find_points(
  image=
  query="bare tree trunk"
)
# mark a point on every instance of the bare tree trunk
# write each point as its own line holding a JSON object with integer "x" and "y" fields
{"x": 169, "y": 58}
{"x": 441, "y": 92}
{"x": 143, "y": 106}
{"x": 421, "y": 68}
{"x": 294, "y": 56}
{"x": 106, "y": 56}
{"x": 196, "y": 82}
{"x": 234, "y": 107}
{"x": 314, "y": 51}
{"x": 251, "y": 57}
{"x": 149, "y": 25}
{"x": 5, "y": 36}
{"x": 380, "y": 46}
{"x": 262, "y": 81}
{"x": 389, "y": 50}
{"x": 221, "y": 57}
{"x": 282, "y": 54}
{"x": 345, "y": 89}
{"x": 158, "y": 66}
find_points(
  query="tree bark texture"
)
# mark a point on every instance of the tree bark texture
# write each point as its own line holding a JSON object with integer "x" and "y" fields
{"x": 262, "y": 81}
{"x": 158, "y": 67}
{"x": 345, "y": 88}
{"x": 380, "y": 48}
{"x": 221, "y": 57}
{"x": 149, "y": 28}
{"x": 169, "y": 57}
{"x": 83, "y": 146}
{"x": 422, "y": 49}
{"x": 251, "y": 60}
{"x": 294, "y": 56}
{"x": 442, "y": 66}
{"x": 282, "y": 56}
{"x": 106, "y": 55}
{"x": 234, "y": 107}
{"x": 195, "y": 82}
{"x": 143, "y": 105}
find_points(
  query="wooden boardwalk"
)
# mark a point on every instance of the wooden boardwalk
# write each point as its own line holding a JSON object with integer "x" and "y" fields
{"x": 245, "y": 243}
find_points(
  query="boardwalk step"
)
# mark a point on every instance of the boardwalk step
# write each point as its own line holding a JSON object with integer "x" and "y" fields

• _課題_:
上のデータから、語「tree」を含む行をすべて書き出して報告しなさい。大文字と小文字は区別する。

• _解答_:
  query="bare tree trunk"
# mark a point on every instance of the bare tree trunk
  query="tree bark texture"
# mark a point on every instance of the tree bark texture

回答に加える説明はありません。